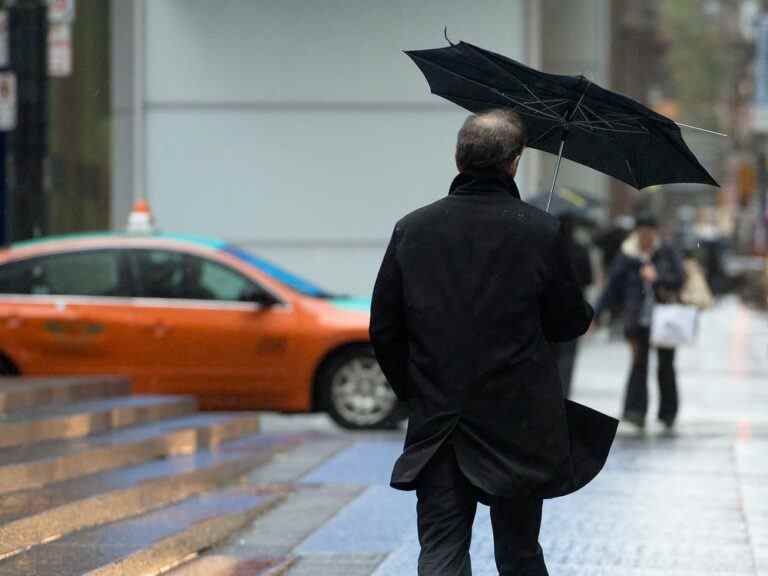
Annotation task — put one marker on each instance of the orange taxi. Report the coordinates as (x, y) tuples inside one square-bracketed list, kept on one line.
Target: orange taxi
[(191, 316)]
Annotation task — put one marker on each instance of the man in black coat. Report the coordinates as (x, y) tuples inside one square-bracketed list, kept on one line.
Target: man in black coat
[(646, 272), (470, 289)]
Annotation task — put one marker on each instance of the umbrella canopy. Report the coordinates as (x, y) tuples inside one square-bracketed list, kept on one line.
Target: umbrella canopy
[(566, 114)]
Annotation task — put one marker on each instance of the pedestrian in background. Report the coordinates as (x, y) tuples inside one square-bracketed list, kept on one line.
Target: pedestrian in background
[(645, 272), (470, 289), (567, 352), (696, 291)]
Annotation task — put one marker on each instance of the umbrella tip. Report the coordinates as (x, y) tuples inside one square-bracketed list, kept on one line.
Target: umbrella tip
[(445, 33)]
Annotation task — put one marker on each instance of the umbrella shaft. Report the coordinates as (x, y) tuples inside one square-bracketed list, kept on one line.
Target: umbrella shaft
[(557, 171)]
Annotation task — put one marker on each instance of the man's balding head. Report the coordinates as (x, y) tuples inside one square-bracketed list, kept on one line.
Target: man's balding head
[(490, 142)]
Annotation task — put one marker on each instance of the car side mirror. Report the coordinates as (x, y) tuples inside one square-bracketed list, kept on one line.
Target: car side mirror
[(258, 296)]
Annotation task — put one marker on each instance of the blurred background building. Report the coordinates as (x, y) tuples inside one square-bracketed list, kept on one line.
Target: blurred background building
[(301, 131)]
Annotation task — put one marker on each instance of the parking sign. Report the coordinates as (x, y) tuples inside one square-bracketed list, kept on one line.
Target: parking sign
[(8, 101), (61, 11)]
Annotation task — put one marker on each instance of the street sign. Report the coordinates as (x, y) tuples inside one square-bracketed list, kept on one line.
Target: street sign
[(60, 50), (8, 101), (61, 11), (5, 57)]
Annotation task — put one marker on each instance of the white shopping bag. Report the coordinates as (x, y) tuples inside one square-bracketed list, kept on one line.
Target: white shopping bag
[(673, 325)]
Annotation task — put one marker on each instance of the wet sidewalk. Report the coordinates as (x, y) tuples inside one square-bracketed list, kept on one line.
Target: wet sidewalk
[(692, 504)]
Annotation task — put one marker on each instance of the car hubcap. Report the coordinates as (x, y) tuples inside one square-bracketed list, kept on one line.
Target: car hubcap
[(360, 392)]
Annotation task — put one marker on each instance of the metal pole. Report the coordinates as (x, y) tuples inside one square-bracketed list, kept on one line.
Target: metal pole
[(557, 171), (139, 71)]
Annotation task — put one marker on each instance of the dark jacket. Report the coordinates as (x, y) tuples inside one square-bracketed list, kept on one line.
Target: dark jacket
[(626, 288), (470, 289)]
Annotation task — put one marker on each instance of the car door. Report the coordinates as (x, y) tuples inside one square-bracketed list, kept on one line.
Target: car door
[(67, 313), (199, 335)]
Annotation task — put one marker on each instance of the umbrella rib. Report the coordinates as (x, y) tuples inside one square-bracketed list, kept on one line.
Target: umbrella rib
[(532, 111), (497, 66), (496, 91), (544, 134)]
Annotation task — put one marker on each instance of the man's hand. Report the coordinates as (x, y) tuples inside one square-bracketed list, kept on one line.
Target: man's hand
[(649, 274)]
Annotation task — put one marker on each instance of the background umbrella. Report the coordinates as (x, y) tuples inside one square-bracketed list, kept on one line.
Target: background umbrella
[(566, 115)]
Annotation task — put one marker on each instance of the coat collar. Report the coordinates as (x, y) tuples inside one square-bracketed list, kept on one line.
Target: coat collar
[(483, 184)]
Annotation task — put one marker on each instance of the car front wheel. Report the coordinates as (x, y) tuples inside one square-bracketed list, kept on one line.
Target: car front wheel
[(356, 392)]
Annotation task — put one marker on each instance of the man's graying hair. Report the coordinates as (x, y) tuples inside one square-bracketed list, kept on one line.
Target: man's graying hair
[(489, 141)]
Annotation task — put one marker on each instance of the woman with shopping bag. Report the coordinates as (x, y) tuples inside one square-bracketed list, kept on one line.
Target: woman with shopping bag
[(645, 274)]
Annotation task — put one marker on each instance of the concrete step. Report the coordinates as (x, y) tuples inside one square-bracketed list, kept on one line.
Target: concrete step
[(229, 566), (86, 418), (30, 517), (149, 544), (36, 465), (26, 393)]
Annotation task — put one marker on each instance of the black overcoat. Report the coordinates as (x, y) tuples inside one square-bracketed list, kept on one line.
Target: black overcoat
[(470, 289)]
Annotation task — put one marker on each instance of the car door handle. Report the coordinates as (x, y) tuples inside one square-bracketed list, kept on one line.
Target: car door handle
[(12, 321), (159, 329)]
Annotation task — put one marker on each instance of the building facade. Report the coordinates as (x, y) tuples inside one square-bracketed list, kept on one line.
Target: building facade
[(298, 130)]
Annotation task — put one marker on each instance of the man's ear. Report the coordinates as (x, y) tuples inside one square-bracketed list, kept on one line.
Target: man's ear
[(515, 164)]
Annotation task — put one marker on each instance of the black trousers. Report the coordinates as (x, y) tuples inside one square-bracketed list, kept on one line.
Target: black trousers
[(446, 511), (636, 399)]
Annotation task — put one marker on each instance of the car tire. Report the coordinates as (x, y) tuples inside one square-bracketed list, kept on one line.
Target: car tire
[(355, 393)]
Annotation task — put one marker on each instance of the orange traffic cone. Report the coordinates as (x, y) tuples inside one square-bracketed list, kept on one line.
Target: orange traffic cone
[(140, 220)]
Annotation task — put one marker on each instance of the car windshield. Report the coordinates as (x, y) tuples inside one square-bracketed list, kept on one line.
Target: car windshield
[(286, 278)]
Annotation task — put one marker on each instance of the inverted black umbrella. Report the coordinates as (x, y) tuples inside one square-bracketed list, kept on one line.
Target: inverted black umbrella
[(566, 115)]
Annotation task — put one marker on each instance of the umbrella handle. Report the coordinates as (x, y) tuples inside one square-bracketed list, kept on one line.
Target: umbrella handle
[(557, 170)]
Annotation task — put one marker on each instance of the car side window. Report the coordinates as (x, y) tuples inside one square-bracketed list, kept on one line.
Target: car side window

================================

▸ **Short problem**
Rewrite all of the material above with "marker" swapped for "pin" wherever it occurs, and keep every other part the same. Omit the pictures from your answer.

▸ **Complete answer**
Annotation task — put one pin on each instance of the orange taxi. Report the coordinates as (x, y) tuples inside one square-bracketed list, kept on one line.
Target: orange taxi
[(191, 316)]
Annotation task — put one pin on each instance of the man in black coat. Report the coordinates as (x, y) tuples inside one square-bracketed list, kept on one line.
Target: man in black coat
[(646, 272), (470, 289)]
Annotation task — put one pin on each instance of the umbrella canopy. Report the coordinates as (x, y) tuples inside one square-bracketed list, kept on one line.
Target: umbrella canopy
[(566, 114)]
Annotation task — put one pin on each instance of the pedestrian in background. Report the coordinates as (x, y) tuples inside one square-bracketed list, kept on one line.
Target: pedestrian in background
[(645, 272), (470, 289), (567, 352), (696, 291)]
Annotation task — put one pin on each instance of the umbrella tip. Report the coordinates as (x, y) tuples inside one square-bracketed list, kept on one line.
Target: umbrella tip
[(445, 33)]
Annotation task — put one pin on each instance of the umbrella shaft. Report the coordinates as (x, y) tuples inside one square-bracketed list, kept on one line.
Target: umbrella shaft
[(557, 171)]
Annotation task — put one pin on each instance of the man's balding head. Report the coordinates as (x, y) tuples inside one square-bracketed list, kept on one line.
Target: man's balding head
[(490, 142)]
Annotation task — put one pin on each instance of the car side mirror. Report the coordinates as (x, y) tuples inside one square-bracketed list, kept on one line.
Target: car side mirror
[(258, 296)]
Annotation task — put one pin on each instance of the blurred background building. Report the coordinates as (x, y) tuples inside one square-bracketed list, kept on one line.
Target: blurred background building
[(301, 131)]
Annotation task — put one pin on each instance of the parking sign. Report the coordinates as (x, y) tuples inside one square-bracketed list, kept on one line.
Target: parking sign
[(8, 101), (61, 11)]
Annotation task — put one pin on each instance of the street sign. Report the coordinates as (x, y) tuples inside one square-bracketed list, kept on one line.
Target: street sign
[(60, 50), (8, 101), (61, 11), (5, 57)]
Annotation task — put one pin on each instance of the white shopping bag. Report the coordinates as (x, y) tuples inside one square-bracketed list, kept on one line.
Target: white shopping bag
[(673, 325)]
Annotation task — put one pin on each instance of the wet sidewalk. Report the coordinates as (x, y) tuples inside one square-bracketed list, kept on one line.
Target: wet sidewalk
[(692, 504)]
Annotation task — put one pin on each instance of the car hubcap. Report the coordinates as (x, y) tuples inside one square-bracketed list, kept on one line.
Target: car hubcap
[(360, 392)]
Annotation task — put one pin on each instance of the metal pole. Report the coordinates as (x, y) tuples inside one square-bracketed list, kept on one line.
Target: metal pole
[(557, 171), (139, 71)]
Annotation task — put one pin on each instance of the dark jacket. Report the coordinates as (x, y) tuples inside one square-bracketed list, kept on one line.
Target: dark jacket
[(626, 288), (470, 289)]
Annotation task — put one pin on each instance of the car door. Report the coordinates as (x, y) tuples inside one square-bracketed list, kept on one line.
Target: car door
[(67, 313), (199, 335)]
Annotation task — put one pin on each instance of the umbrella rib. Report the coordinates as (x, y) tuples inside one square-bracketed list, kept on one line.
Target: umbrella rib
[(532, 111), (497, 66), (496, 91), (544, 134)]
Annotation task — put one pin on each instance of the man's hand. Report the coordinates as (x, y) tuples inside one square-bracketed list, kept on one line.
Target: man's hand
[(649, 274)]
Annotation task — put one pin on each instance of the background umbrella. Report the coordinates as (x, y) tuples inside one square-bracketed list, kept on one line.
Target: background umbrella
[(566, 115)]
Annotation task — put one pin on each instance of the coat collar. Report the coordinates as (x, y) tuples inside one square-bracketed list, kept on one line.
Target: coat collar
[(483, 184)]
Annotation task — put one pin on each instance of the car front wheel. Report the coordinates as (x, y) tuples inside one square-bracketed list, kept on one line.
Target: car front wheel
[(356, 392)]
Annotation task — put one pin on each instance of the man's graying hair. Report the coordinates as (x, y) tuples inside one square-bracketed list, kept on one line.
Target: man's graying hair
[(489, 141)]
Annotation task — put one pin on each instance of the woman with shopping bag. Report the coordinates as (x, y) tuples inside one square-bracketed list, kept on one line.
Target: woman with shopping bag
[(645, 274)]
Annotation task — put one pin on each instance of the concrete step. Report the coordinates as (x, y) tuples inside one square-bracketed list, kept on one line.
Target: concrete step
[(229, 566), (86, 418), (30, 517), (149, 544), (36, 465), (26, 393)]
Annotation task — put one pin on each instance of the black overcoat. Report the coordinates as (x, y) tuples inside one square-bracketed list, kept on one line.
Target: black overcoat
[(470, 289)]
Annotation task — put one pin on each instance of the car door handle. Report the coordinates as (x, y) tuples inside one square-bracketed list, kept on one line.
Target: car door handle
[(12, 321), (159, 329)]
Annotation task — put one pin on each instance of the building facade. Report the coordinates as (x, y) tuples inside one square-bracketed list, kept on one line.
Target: building facade
[(298, 130)]
Annotation task — put one pin on each instance of the man's ear. Report the coordinates as (x, y) tuples inside one square-bracketed list, kept on one line.
Target: man's ear
[(515, 164)]
Annotation task — put one pin on each instance of the black trousers. Report the coordinates as (x, y) tuples inside one square-bracketed list, kept on one line.
Target: black trousers
[(446, 511), (636, 399)]
Annotation task — put one pin on each instance of the car tire. Report the coordinates as (x, y) tuples inside one square-bracketed list, kept on one line.
Target: car tire
[(355, 393)]
Annotation task — put one pin on each instance of the orange traffic cone. Report the coordinates as (x, y) tuples inside one square-bracketed list, kept on one line.
Target: orange traffic cone
[(140, 220)]
Annotation task — put one pin on each instance of the car windshield. Report the coordinates as (x, y) tuples inside one square-bracketed list, kept on one line.
Target: car windshield
[(286, 278)]
Annotation task — put one pin on each instance of the inverted black umbrella. Report the coordinates as (x, y) tuples inside one square-bracketed list, kept on one line.
Target: inverted black umbrella
[(566, 115)]
Annotation task — put one pin on each instance of the umbrella handle. Report the coordinates as (x, y) tuples inside one square-bracketed list, kept on one line.
Target: umbrella handle
[(557, 170)]
Annotation task — put one pin on each instance of the car side window. Report the coordinates as (x, y) tuples inside one square-bracketed list, kept on one line.
Target: car side window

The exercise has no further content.